A word-for-word reproduction of the data below is needed, with no pictures in it.

Start of Block

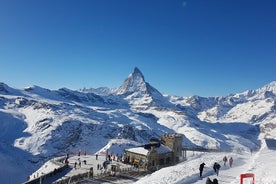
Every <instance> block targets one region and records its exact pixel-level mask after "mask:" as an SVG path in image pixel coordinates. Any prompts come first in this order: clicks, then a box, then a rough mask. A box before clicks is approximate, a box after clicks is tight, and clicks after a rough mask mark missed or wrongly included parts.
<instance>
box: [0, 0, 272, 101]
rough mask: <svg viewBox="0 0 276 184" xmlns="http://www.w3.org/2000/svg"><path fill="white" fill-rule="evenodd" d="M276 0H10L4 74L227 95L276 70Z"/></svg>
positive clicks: (91, 85)
mask: <svg viewBox="0 0 276 184" xmlns="http://www.w3.org/2000/svg"><path fill="white" fill-rule="evenodd" d="M275 10H276V1H274V0H263V1H257V0H186V1H180V0H74V1H72V0H47V1H45V0H0V81H1V82H4V83H6V84H8V85H10V86H11V87H15V88H23V87H26V86H31V85H38V86H41V87H45V88H49V89H59V88H62V87H67V88H70V89H80V88H83V87H86V88H90V87H93V88H97V87H104V86H106V87H119V86H120V85H121V84H122V83H123V81H124V80H125V79H126V77H127V76H128V75H129V74H130V73H131V72H132V71H133V69H134V67H138V68H139V69H140V70H141V71H142V73H143V74H144V76H145V80H146V81H147V82H148V83H150V84H151V85H152V86H154V87H155V88H156V89H158V90H159V91H160V92H161V93H166V94H171V95H178V96H190V95H200V96H226V95H228V94H230V93H239V92H243V91H245V90H248V89H256V88H259V87H262V86H263V85H266V84H268V83H270V82H272V81H275V80H276V79H275V78H276V75H275V73H276V67H275V65H276V11H275Z"/></svg>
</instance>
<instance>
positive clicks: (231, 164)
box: [229, 157, 233, 167]
mask: <svg viewBox="0 0 276 184" xmlns="http://www.w3.org/2000/svg"><path fill="white" fill-rule="evenodd" d="M232 164H233V158H232V157H231V158H230V159H229V165H230V167H232Z"/></svg>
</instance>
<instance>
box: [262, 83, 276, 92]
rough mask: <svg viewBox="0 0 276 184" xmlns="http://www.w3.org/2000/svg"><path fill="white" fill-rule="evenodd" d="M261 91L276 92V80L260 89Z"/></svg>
mask: <svg viewBox="0 0 276 184" xmlns="http://www.w3.org/2000/svg"><path fill="white" fill-rule="evenodd" d="M260 90H261V91H270V92H272V93H273V94H276V81H273V82H271V83H269V84H267V85H265V86H264V87H262V88H261V89H260Z"/></svg>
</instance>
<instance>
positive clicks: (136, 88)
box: [117, 67, 147, 95]
mask: <svg viewBox="0 0 276 184" xmlns="http://www.w3.org/2000/svg"><path fill="white" fill-rule="evenodd" d="M138 91H143V92H146V91H147V84H146V82H145V78H144V76H143V74H142V72H141V71H140V70H139V69H138V68H137V67H135V68H134V71H133V73H131V74H130V75H129V76H128V77H127V79H126V80H125V81H124V83H123V85H121V86H120V87H119V89H118V90H117V93H118V94H120V95H122V94H131V93H133V92H138Z"/></svg>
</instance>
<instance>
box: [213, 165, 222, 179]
mask: <svg viewBox="0 0 276 184" xmlns="http://www.w3.org/2000/svg"><path fill="white" fill-rule="evenodd" d="M213 169H214V171H215V173H216V174H217V176H218V174H219V169H220V165H219V163H217V162H215V163H214V166H213Z"/></svg>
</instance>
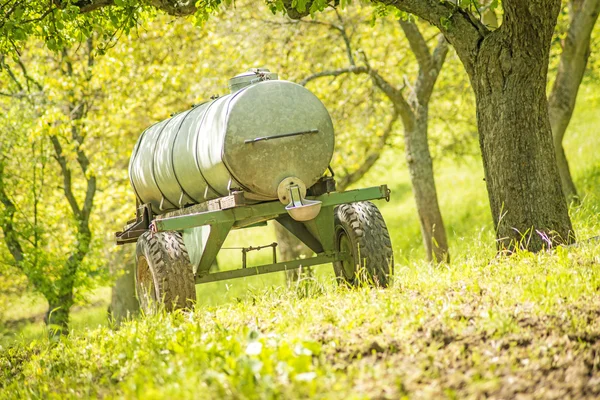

End of Block

Result of this exercise.
Every <instance> block targets one region and records its exact pixel-level mask after "mask:" as an SVG path in image pixel coordinates. Any prompts come first in this order: clicks, then a box, then a rough mask. A box before clicks is approximate, a box after clicks is tight, and clicks after a rough mask mark missed or wrongly included parts.
<instance>
box: [0, 0, 272, 101]
rough mask: <svg viewBox="0 0 276 184" xmlns="http://www.w3.org/2000/svg"><path fill="white" fill-rule="evenodd" d="M276 0H10L4 74L227 95L276 70Z"/></svg>
positive clicks: (91, 85)
mask: <svg viewBox="0 0 276 184" xmlns="http://www.w3.org/2000/svg"><path fill="white" fill-rule="evenodd" d="M275 10H276V1H274V0H263V1H257V0H186V1H180V0H74V1H72V0H47V1H45V0H0V81H1V82H4V83H6V84H8V85H10V86H11V87H15V88H23V87H26V86H31V85H38V86H41V87H45V88H49V89H59V88H62V87H67V88H70V89H80V88H83V87H86V88H90V87H93V88H97V87H104V86H106V87H119V86H120V85H121V84H122V83H123V81H124V80H125V79H126V77H127V76H128V75H129V74H130V73H131V72H132V71H133V69H134V67H138V68H139V69H140V70H141V71H142V73H143V74H144V76H145V80H146V81H147V82H148V83H150V84H151V85H152V86H154V87H155V88H156V89H158V90H159V91H160V92H161V93H166V94H171V95H178V96H190V95H200V96H226V95H228V94H230V93H239V92H243V91H245V90H248V89H256V88H259V87H262V86H263V85H266V84H268V83H270V82H272V81H275V80H276V79H275V78H276V75H275V73H276V67H275V65H276V11H275Z"/></svg>
</instance>
<instance>
positive clicks: (231, 164)
box: [229, 157, 233, 167]
mask: <svg viewBox="0 0 276 184" xmlns="http://www.w3.org/2000/svg"><path fill="white" fill-rule="evenodd" d="M232 164H233V158H232V157H231V158H230V159H229V165H230V167H232Z"/></svg>
</instance>
<instance>
box: [262, 83, 276, 92]
rough mask: <svg viewBox="0 0 276 184" xmlns="http://www.w3.org/2000/svg"><path fill="white" fill-rule="evenodd" d="M261 91L276 92V80L260 89Z"/></svg>
mask: <svg viewBox="0 0 276 184" xmlns="http://www.w3.org/2000/svg"><path fill="white" fill-rule="evenodd" d="M260 90H261V91H270V92H272V93H273V94H276V81H273V82H271V83H269V84H267V85H265V86H264V87H262V88H261V89H260Z"/></svg>
</instance>
<instance>
positive clicks: (136, 88)
box: [117, 67, 147, 95]
mask: <svg viewBox="0 0 276 184" xmlns="http://www.w3.org/2000/svg"><path fill="white" fill-rule="evenodd" d="M138 91H143V92H146V91H147V84H146V82H145V78H144V76H143V74H142V72H141V71H140V70H139V69H138V68H137V67H135V68H134V71H133V73H131V74H130V75H129V76H128V77H127V79H126V80H125V81H124V83H123V85H121V86H120V87H119V89H118V90H117V93H118V94H120V95H122V94H131V93H133V92H138Z"/></svg>
</instance>
<instance>
box: [213, 165, 222, 179]
mask: <svg viewBox="0 0 276 184" xmlns="http://www.w3.org/2000/svg"><path fill="white" fill-rule="evenodd" d="M213 169H214V171H215V173H216V174H217V176H218V174H219V169H220V165H219V163H217V162H215V163H214V166H213Z"/></svg>
</instance>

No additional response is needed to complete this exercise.